- Task -
Print every item below again, line for line and without any change.

========================================================================

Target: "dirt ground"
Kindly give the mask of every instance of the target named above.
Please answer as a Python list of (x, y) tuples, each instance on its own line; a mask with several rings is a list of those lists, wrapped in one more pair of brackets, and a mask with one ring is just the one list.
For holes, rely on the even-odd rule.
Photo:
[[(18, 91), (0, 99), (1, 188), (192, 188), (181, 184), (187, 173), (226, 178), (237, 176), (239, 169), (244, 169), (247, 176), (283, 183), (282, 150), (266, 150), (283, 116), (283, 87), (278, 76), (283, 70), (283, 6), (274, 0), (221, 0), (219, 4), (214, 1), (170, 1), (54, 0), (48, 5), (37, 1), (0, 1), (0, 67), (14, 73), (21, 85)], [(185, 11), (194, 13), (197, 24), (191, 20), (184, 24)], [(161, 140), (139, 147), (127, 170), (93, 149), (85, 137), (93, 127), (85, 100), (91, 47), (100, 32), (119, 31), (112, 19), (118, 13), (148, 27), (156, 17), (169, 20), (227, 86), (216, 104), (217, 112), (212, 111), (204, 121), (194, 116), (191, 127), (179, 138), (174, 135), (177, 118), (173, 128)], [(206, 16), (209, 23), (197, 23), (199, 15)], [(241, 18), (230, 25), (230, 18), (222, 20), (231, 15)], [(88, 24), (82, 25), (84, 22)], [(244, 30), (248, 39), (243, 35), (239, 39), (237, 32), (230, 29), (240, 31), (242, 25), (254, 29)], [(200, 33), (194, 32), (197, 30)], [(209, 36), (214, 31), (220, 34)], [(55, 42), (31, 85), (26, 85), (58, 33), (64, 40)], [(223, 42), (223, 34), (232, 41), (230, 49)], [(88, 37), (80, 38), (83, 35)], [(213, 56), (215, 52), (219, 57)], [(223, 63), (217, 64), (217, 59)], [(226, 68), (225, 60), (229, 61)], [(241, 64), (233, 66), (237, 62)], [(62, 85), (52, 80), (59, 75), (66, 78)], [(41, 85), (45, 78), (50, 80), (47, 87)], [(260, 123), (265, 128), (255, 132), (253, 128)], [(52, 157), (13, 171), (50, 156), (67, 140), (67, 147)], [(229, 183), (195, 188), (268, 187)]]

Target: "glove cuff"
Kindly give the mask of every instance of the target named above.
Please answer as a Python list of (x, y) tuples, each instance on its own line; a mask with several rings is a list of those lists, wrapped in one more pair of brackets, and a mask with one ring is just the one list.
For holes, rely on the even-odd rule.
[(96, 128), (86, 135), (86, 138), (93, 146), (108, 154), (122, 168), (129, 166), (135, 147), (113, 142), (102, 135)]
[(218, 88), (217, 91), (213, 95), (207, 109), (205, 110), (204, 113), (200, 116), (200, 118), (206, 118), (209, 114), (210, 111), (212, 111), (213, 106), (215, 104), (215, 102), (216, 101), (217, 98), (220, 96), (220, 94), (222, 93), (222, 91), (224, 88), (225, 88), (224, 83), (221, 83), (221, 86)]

========================================================================

- Solution for this problem -
Target: "dirt ground"
Kindly give the mask of every instance of the target named above.
Please answer as a Python list of (x, y) tuples, each instance on its own line; a mask with several rings is a list of those lists, wrapped in one more pair of brackets, and a mask with one ring is just the one list.
For holes, rely on the even-odd rule.
Photo:
[[(18, 91), (0, 99), (1, 188), (192, 188), (181, 184), (187, 173), (226, 178), (237, 176), (239, 169), (244, 169), (247, 176), (283, 183), (282, 150), (266, 150), (283, 116), (283, 87), (278, 76), (283, 70), (283, 6), (274, 0), (221, 0), (219, 4), (214, 1), (170, 1), (54, 0), (48, 5), (37, 1), (0, 1), (0, 67), (14, 73), (21, 85)], [(185, 11), (194, 13), (197, 24), (191, 20), (184, 24)], [(161, 140), (139, 147), (127, 170), (93, 149), (85, 137), (93, 127), (85, 100), (91, 47), (100, 32), (119, 31), (112, 19), (118, 13), (148, 27), (156, 17), (169, 20), (227, 86), (216, 104), (217, 112), (212, 111), (204, 121), (194, 116), (191, 127), (179, 138), (174, 135), (177, 118), (173, 128)], [(206, 16), (209, 23), (197, 23), (199, 15)], [(241, 18), (230, 25), (230, 18), (222, 20), (231, 15)], [(88, 24), (82, 25), (84, 22)], [(244, 30), (248, 39), (243, 35), (239, 39), (237, 32), (230, 29), (240, 31), (242, 25), (254, 29)], [(200, 33), (194, 32), (197, 30)], [(209, 36), (214, 31), (220, 34)], [(55, 42), (31, 85), (26, 85), (58, 33), (64, 40)], [(223, 42), (223, 34), (232, 41), (230, 49)], [(88, 37), (80, 38), (83, 35)], [(213, 56), (215, 52), (219, 57)], [(223, 63), (217, 64), (217, 59)], [(226, 68), (225, 60), (229, 61)], [(241, 64), (233, 66), (237, 62)], [(62, 85), (52, 80), (59, 75), (66, 78)], [(41, 85), (45, 78), (50, 80), (47, 87)], [(260, 123), (265, 128), (255, 132), (253, 128)], [(52, 157), (13, 171), (50, 156), (67, 140), (67, 147)], [(229, 183), (195, 188), (268, 187)]]

Target: "glove cuff"
Kindly give the mask of every instance of the target named above.
Please answer as a Python list of (x, y) tuples, each instance on its own line; a mask with several rings is a list of those lists, wrapped in one more pair of brackets, and a mask with one ring is just the one list.
For holes, rely on the even-odd rule.
[(96, 128), (86, 135), (86, 138), (93, 146), (108, 154), (122, 168), (129, 166), (135, 147), (113, 142), (102, 135)]
[(218, 88), (217, 91), (213, 95), (207, 109), (205, 110), (204, 113), (200, 116), (200, 118), (206, 118), (209, 114), (210, 111), (212, 111), (213, 106), (215, 104), (215, 102), (216, 101), (217, 98), (220, 96), (220, 94), (222, 93), (222, 91), (224, 88), (225, 88), (224, 83), (221, 83), (221, 86)]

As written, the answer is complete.